# programmname



## Pherseus (23. April 2007)

Kann ich den Programmnamen, mit dem ein Java-Programm in der Konsole aufgerufen wurde auslesen?


----------



## d-n-r (24. April 2007)

Hi,

ich frage mich an welcher Stelle du sowas brauchst.

Wenn du eine main-Methode hast, weißt du ja, wie die Klasse heißt, in der die sich befindet und damit wurde das Programm auch per Kommandozeile aufgerufen.

Dass du den Programmnamen nicht über die main-Methoden-Parameter bekommst, wie es bei C der Fall ist, weißt Du ja bestimmt. Das oben genannte ist der Grund dafür, warum der Programmname bei Java nicht übergeben wird.

Dominik


----------



## jeipack (24. April 2007)

Hi
Ich denke eher du meinst java.exe oder sowas, welches deine jar Datei aufgerufen hat?

Da kann ich dir leider nicht helfen, aber wenn es dir um das Standardprogramm geht, welches jar Dateien aufruft hilft dir das hier weiter:
http://www.tutorials.de/forum/java/268836-standardprogramm-fuer-dateitypen-pdf.html


----------



## zeja (25. April 2007)

Wenn du JDK 6 benutzt dann schau mal in der Klasse RuntimeMXBean, vielleicht findest du da was.


----------

════════════════════

■ **AUFGABE 1**
In welcher Klasse soll man laut der Forumsdiskussion nachsehen, wenn man JDK 6 benutzt?

■ **VORLIEGENDE EINTRÄGE**
════════════════════

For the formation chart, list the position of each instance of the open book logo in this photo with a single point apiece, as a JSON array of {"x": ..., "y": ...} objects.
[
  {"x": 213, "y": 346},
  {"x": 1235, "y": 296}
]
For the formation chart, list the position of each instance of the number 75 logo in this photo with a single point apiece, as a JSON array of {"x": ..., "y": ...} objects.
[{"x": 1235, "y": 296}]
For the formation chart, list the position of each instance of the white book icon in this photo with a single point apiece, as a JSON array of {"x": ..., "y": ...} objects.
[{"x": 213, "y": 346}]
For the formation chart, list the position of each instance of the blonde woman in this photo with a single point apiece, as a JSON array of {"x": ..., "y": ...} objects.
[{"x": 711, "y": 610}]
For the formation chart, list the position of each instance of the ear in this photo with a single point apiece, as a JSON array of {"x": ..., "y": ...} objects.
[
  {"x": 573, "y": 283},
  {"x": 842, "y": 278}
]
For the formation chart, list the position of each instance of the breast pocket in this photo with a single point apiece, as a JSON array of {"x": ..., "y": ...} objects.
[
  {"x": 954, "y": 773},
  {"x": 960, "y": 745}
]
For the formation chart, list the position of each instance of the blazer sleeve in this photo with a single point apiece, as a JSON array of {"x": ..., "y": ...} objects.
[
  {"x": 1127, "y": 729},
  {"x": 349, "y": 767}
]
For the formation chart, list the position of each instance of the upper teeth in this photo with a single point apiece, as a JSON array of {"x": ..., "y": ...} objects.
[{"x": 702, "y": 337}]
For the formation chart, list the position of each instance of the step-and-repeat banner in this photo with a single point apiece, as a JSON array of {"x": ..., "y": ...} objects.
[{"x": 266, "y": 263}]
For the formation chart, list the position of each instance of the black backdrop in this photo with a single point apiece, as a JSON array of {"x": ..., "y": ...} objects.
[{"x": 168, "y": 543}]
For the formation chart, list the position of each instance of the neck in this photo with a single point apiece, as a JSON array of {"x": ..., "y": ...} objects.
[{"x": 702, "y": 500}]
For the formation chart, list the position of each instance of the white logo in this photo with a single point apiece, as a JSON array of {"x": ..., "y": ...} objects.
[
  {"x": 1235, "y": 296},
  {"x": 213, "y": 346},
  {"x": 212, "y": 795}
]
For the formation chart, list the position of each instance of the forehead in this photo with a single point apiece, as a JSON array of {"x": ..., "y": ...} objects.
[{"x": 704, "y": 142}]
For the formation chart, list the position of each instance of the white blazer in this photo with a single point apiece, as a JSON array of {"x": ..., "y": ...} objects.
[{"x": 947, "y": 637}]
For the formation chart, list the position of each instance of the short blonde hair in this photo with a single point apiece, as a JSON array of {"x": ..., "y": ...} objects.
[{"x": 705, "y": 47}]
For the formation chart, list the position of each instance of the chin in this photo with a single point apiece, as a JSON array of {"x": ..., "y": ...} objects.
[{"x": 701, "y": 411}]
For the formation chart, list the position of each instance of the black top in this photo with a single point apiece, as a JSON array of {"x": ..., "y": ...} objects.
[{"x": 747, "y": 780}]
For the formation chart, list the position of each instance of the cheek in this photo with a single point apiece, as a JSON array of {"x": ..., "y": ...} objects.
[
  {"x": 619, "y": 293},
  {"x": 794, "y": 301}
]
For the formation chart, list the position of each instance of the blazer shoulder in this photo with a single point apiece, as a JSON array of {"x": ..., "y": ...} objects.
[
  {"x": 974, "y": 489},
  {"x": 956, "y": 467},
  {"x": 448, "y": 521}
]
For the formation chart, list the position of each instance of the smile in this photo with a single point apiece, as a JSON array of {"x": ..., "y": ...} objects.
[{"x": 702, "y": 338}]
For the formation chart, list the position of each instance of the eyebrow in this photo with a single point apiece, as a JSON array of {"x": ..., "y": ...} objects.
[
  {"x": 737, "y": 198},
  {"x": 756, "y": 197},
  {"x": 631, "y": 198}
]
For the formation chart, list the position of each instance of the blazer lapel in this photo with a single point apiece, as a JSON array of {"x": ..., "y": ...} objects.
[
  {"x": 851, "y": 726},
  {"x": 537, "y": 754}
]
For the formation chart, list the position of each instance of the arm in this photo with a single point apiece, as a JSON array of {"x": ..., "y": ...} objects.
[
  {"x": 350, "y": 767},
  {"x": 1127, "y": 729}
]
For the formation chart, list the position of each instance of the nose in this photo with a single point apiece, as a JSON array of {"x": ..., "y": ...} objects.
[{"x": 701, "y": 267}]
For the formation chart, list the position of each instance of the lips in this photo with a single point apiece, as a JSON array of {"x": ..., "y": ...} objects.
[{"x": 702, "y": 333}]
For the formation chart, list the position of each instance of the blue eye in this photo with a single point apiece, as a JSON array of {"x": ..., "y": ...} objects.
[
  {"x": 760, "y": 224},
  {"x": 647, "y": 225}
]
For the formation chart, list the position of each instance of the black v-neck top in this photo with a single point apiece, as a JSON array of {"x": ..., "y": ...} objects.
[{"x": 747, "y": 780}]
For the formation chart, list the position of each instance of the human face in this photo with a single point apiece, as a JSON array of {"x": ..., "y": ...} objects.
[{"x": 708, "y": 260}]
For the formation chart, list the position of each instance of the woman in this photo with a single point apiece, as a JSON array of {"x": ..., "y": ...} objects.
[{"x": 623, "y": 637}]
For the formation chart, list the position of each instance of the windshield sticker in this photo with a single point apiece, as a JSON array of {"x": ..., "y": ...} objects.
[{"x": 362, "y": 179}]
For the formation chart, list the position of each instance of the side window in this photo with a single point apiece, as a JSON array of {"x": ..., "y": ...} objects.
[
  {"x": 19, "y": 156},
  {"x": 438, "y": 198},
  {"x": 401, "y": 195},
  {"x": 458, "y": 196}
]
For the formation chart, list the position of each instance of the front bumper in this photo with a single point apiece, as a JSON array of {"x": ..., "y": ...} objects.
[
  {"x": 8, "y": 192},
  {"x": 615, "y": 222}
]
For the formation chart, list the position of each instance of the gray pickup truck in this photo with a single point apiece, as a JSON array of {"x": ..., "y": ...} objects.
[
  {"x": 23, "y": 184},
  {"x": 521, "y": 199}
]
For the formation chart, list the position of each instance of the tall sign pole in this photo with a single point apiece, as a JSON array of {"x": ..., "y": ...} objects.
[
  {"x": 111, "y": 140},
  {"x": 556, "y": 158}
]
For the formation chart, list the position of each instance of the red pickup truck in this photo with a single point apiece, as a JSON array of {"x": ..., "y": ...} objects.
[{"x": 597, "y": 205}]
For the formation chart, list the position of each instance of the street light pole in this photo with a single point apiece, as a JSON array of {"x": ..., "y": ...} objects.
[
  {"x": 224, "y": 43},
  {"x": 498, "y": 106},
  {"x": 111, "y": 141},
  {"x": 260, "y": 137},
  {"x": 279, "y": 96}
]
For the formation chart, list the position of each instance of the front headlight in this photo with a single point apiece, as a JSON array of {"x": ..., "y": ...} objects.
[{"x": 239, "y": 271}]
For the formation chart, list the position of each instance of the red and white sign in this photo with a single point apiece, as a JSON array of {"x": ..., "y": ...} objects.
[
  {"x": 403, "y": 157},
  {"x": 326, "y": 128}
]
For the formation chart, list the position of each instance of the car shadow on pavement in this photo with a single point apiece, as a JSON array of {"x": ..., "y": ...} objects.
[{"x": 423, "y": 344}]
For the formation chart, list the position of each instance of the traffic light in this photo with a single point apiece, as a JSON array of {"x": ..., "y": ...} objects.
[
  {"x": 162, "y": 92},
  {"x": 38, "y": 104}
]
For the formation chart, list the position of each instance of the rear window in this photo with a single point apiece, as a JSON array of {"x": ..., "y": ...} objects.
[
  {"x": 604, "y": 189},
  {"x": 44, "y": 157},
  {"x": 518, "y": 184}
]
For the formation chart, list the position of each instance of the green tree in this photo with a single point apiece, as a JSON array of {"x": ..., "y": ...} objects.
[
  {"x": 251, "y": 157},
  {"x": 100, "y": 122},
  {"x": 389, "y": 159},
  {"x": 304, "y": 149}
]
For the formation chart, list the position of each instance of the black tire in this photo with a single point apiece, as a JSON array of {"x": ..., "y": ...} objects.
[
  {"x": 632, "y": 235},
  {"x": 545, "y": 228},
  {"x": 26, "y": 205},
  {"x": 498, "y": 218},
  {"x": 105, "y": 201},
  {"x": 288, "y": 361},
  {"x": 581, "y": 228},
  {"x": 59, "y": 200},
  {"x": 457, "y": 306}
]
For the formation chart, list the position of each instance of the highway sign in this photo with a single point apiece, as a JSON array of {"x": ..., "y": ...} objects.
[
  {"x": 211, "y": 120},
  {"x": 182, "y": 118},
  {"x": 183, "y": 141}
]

════════════════════

■ **AUFGABE 2**
Finde in den Einträgen jede Zeile, die das Wort "logo" enthält, und gib diese Zeilen vollständig wieder. Dabei zählt die Groß- und Kleinschreibung.

■ **VOLLSTÄNDIGE ANTWORT 1**
In der Klasse RuntimeMXBean.

■ **VOLLSTÄNDIGE ANTWORT 2**
For the formation chart, list the position of each instance of the open book logo in this photo with a single point apiece, as a JSON array of {"x": ..., "y": ...} objects.
For the formation chart, list the position of each instance of the number 75 logo in this photo with a single point apiece, as a JSON array of {"x": ..., "y": ...} objects.
For the formation chart, list the position of each instance of the white logo in this photo with a single point apiece, as a JSON array of {"x": ..., "y": ...} objects.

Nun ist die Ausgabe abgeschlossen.